-------- Information shown --------

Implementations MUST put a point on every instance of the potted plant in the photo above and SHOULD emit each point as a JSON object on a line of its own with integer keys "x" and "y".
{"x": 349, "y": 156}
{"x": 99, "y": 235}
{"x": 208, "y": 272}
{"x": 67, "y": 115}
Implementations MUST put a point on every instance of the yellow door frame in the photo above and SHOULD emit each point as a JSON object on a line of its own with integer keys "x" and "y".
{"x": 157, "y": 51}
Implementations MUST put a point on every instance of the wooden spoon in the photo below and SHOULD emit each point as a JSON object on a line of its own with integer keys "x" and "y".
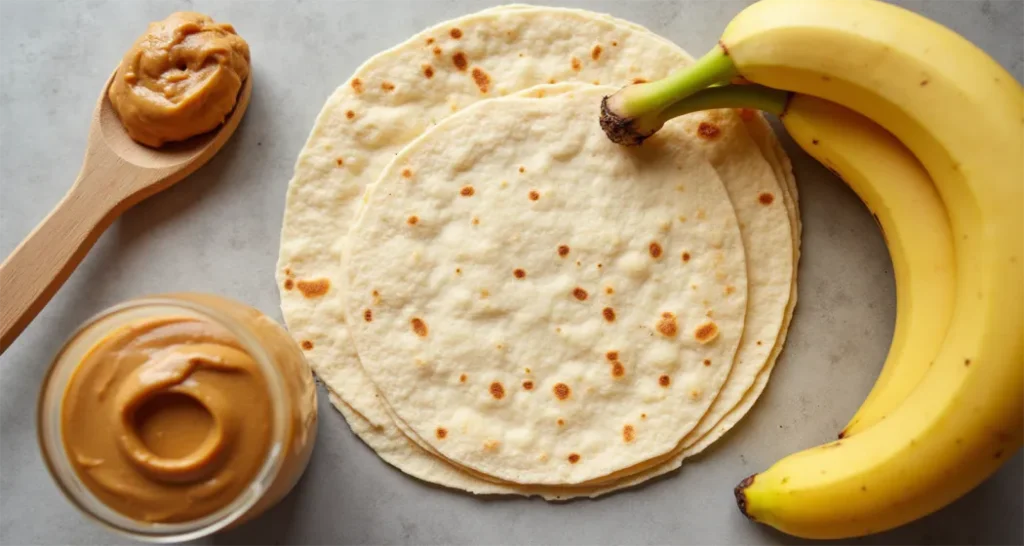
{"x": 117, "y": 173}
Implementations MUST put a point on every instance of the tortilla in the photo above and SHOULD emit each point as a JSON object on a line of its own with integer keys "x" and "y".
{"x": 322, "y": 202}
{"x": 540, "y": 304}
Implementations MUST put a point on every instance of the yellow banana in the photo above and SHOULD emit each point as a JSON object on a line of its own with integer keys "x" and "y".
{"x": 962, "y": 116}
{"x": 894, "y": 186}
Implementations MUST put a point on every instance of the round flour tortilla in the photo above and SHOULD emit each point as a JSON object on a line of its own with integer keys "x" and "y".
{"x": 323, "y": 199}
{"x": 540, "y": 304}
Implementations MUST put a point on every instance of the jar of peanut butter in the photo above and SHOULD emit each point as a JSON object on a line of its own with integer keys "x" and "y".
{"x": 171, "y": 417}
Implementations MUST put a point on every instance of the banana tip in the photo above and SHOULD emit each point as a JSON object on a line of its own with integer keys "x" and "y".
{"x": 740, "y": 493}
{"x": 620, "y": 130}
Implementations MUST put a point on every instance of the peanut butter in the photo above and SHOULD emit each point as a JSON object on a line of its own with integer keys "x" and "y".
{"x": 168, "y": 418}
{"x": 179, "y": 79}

--------

Update the data so that each "integer keys" becomes "whole-number keys", with everything else unchanged. Leave the pictures out of your answer.

Implementations MUST put a point on every instance of the potted plant in the photo above and SHOULD emit each point as a JSON object on a line of its own with whole-number keys "x" and "y".
{"x": 349, "y": 156}
{"x": 99, "y": 235}
{"x": 208, "y": 272}
{"x": 67, "y": 115}
Implementations MUST put a point on every instance of the yellow door frame in the photo above and SHOULD emit each point as a JSON object on a line of its own with whole-number keys "x" and "y".
{"x": 157, "y": 51}
Implementations MUST put a point on every instance of the wooden spoon in the photo below and SHOULD emit each point as a JSON object on a line of its own with whole-number keys "x" and "y".
{"x": 117, "y": 173}
Implementations MUST put a point on every instance of the tortilla in the photo above and SHOULD emit each point as a JSON object on a line of its own with whole-number keys "x" and "y".
{"x": 322, "y": 202}
{"x": 540, "y": 304}
Implementations MUST put a point on every instance of the yellow banana in the photo above and SHOULD emit each point as a JSON object on a line of its own with whole-number keys "x" and "y".
{"x": 962, "y": 116}
{"x": 894, "y": 186}
Implementations MUST put a point on every instance of the round flour tortilla in the photo above and SHOULD emit each point as a JSON object on a line of its own with whole-number keys "x" and "y".
{"x": 323, "y": 199}
{"x": 540, "y": 304}
Implementations MUST put a point on every instance of the jar of peanut butter in the photo above and SHOULD emit each point as a JSON object on a line of its own with whole-number keys "x" and "y".
{"x": 171, "y": 417}
Implementations MUST put a point on every instance of the banana tip in the photo above and SHOULD emit each point as a JSON object on a line of its own with whole-number keys "x" and "y".
{"x": 740, "y": 493}
{"x": 620, "y": 130}
Implementations MUST put a point on every instance of the peanut butter in the photo above and SHOULD emit each point as a JSON object on a line of its own with whole-number keys "x" and "y".
{"x": 168, "y": 418}
{"x": 179, "y": 79}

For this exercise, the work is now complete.